> _Exercise directions_: Will you restate verbatim the lines running from the line with "[locate] the window" to the end of the data, leaving out everything else?

── Data in this exercise ──

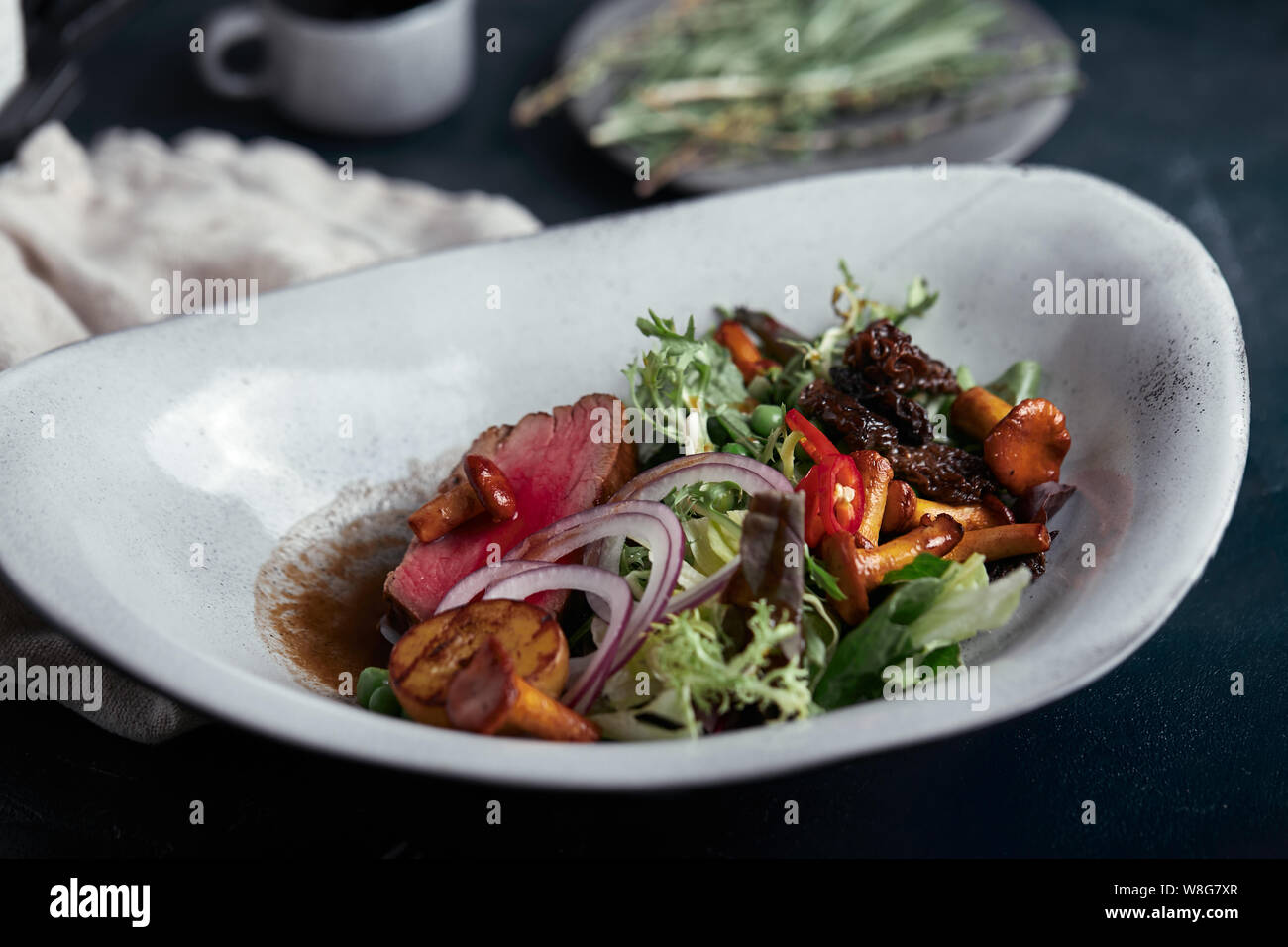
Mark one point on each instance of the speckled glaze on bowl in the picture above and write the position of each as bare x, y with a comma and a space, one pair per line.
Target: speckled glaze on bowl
205, 431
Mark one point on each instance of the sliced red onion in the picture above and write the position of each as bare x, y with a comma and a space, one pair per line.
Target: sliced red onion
657, 482
612, 589
651, 523
480, 579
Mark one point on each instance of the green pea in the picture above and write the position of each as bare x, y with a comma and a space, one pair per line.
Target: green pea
369, 681
765, 418
721, 497
382, 701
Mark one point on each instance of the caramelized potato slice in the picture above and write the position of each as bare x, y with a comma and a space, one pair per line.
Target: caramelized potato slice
426, 659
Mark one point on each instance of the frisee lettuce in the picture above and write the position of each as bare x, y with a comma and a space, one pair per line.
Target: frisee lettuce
684, 375
696, 669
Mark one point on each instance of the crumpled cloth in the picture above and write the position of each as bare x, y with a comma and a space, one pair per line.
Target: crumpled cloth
84, 234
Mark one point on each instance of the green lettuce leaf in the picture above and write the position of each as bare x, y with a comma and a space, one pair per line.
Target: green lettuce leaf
922, 616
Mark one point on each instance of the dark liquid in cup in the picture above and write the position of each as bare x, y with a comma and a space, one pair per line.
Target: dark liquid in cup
352, 9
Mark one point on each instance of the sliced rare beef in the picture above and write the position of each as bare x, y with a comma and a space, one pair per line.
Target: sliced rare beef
555, 468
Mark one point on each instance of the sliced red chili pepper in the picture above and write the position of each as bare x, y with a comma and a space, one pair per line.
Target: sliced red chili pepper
814, 526
814, 442
842, 513
828, 504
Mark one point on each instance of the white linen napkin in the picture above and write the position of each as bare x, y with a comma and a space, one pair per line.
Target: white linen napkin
84, 234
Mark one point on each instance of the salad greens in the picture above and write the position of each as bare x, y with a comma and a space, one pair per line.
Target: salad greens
686, 376
936, 604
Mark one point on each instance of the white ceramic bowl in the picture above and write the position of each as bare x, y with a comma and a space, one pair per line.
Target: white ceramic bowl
202, 429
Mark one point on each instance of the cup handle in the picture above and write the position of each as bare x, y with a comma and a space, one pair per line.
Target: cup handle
226, 29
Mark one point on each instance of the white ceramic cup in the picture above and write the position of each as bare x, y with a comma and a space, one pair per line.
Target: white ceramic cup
384, 75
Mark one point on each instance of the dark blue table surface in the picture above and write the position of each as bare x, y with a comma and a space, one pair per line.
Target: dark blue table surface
1175, 763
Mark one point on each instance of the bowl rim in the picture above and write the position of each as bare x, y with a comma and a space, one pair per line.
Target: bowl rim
299, 716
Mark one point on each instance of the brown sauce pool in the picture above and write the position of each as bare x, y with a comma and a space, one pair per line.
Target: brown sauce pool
320, 595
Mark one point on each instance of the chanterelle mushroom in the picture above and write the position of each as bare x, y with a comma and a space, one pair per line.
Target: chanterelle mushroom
1026, 446
1022, 445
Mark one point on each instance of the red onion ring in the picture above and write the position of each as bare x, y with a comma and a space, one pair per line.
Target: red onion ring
590, 579
481, 579
657, 482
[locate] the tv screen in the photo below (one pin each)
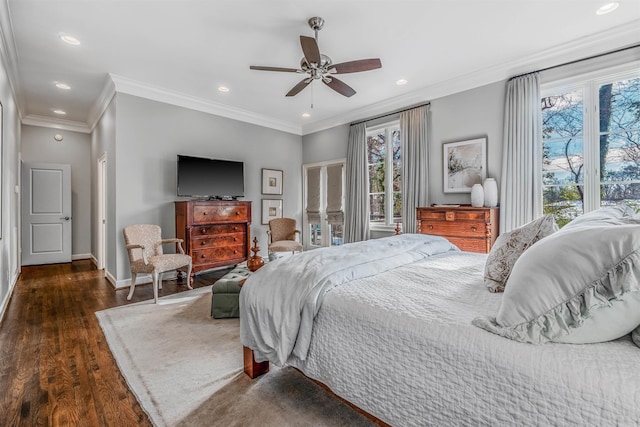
(212, 178)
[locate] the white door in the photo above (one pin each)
(46, 213)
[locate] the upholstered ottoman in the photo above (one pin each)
(225, 298)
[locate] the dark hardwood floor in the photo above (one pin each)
(55, 365)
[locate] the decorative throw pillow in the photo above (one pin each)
(508, 248)
(579, 285)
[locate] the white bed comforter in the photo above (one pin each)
(401, 346)
(277, 316)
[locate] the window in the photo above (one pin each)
(591, 145)
(385, 197)
(323, 192)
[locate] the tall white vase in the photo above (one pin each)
(477, 195)
(490, 193)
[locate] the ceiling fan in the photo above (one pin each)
(319, 67)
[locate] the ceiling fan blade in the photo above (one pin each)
(286, 70)
(310, 49)
(297, 88)
(356, 66)
(339, 86)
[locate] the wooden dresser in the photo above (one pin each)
(471, 229)
(216, 233)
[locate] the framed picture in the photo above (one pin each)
(465, 164)
(271, 208)
(271, 181)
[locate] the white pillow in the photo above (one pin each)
(508, 248)
(579, 285)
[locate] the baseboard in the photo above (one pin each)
(7, 297)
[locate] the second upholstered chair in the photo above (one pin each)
(282, 235)
(144, 245)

───

> _Exercise solution_:
[locate] the window in the photo above (one pin each)
(591, 145)
(385, 197)
(323, 192)
[locate] the tall white vase in the photo above (one pin each)
(477, 195)
(490, 193)
[locate] the ceiling fan in the photo above (one pin each)
(319, 67)
[locate] the ceiling fan blade in the photo above (one pin each)
(286, 70)
(310, 49)
(297, 88)
(356, 66)
(339, 86)
[locate] the wooden dresser in the photo above (one pin each)
(471, 229)
(216, 233)
[locate] the framed picture in the photo above (one pin each)
(465, 164)
(271, 208)
(271, 181)
[locate] the white pillow in the photo above (one pin each)
(508, 248)
(579, 285)
[locate] the baseboard in the photo above (one pin each)
(7, 297)
[locate] the second upholstered chair in the photo above (one pin each)
(282, 235)
(144, 245)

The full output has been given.